### WHAT IS NEEDED
Resume the opinion piece on gasoline prices and President Obama, carrying it on from its last line.

### PAGE TEXT
######
Yesterday I paid $4.50 for a gallon of gasoline. When gas prices spiked under George Bush, the media and the left, including a dear friend of mine, blamed him for it. Indeed, my friend asked rhetorically: Is this Bush paying off his buddies in the oil industry? Well, is this Obama paying off his friends in the environmental industry?
Yet President Obama now claims in stentorian terms that there is nothing a President of the United States can do to affect the price of oil, and the media suddenly understands that the problem is more complex than they had thought under a Republican administration. Despite Mr. Obama's manifest ineptitude, despite the miserable failure of his policies, despite the fact that he calls their owners and share holders villains and wishes to punish their success, the media apparently will do everything in its power to see to it that he is re-elected. The inane, self-defeating hypocrisy is suffocating.
Obama's Secretary of Energy, an incoherent babbler if ever I heard one, has said repeatedly that the administration wants the price of gasoline to rise... until, of course, that rise hurts the president's chances for re-election. In which case, that same incoherent babbler has now said that the administration no longer wants the price to rise. Yet he denies that the president has ordered him to reverse his position. Greater hypocrisy cannot be imagined. It makes me ashamed to call myself an American.
And then there is Afghanistan... By the president's campaign promises, we should have been out of that benighted country by now. But of course, judging by the mainstream media, no promise of this amiable incompetent must be kept. We are still in Iraq, still in Afghanistan, still in Guatanamo. And now...
######
### Saved entries
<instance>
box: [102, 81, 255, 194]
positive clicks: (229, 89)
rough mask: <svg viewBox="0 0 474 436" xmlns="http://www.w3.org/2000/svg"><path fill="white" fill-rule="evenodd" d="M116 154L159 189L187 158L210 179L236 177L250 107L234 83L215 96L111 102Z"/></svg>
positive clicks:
######
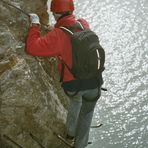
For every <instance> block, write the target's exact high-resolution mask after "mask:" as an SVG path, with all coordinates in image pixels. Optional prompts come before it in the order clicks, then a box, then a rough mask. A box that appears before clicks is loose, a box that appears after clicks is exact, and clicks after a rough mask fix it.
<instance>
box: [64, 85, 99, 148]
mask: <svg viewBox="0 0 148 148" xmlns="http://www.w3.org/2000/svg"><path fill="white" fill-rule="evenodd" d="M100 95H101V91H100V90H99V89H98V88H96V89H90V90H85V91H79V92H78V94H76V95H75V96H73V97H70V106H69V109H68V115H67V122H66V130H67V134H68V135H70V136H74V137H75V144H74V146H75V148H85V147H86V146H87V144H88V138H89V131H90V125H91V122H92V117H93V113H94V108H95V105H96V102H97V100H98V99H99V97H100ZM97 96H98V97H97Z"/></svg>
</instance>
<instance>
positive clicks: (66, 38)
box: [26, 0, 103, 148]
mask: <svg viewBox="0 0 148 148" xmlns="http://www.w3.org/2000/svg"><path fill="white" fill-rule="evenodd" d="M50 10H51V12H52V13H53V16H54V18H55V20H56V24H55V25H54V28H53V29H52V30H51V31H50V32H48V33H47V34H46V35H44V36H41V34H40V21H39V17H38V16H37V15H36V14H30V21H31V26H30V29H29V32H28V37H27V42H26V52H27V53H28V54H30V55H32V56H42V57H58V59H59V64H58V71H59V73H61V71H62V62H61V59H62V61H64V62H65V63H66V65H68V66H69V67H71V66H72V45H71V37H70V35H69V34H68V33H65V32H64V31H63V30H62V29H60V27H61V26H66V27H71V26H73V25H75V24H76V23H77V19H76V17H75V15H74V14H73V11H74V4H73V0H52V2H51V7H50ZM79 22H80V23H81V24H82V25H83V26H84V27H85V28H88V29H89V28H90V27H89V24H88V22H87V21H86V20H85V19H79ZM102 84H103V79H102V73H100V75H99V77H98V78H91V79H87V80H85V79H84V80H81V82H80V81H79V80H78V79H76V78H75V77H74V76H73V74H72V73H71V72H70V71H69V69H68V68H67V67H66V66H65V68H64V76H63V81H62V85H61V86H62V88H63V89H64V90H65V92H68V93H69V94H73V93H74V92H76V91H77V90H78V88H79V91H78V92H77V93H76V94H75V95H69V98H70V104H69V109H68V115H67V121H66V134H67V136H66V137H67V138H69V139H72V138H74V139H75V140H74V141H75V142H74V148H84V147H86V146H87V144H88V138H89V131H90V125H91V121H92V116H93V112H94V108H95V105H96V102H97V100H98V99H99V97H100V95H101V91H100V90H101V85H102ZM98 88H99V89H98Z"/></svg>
######
### TASK ANSWER
More than a dozen Afghan civilians, including nine CHILDREN, have been murdered by a deranged, marauding American soldier. It is, of course, a tragedy of ancient Greek proportions, of Biblical proportions, of Vietnamese proportions. And what does our titular president do? He attends, with the Prime Minister of England, a basketball game, grinning as he ever does for the camera. Grinning and gawking in the wake of the murder of children. To quote Hamlet: "God, a beast that wants reason would have mourned longer!" Has he no shame at all? Has he no sense of propriety? This same man who, after the killings in Tucson, made an unabashedly political speech and then glad-handed and grinned for the cameras? Is there no disgrace of which he is not capable? It makes me ashamed to call myself an American.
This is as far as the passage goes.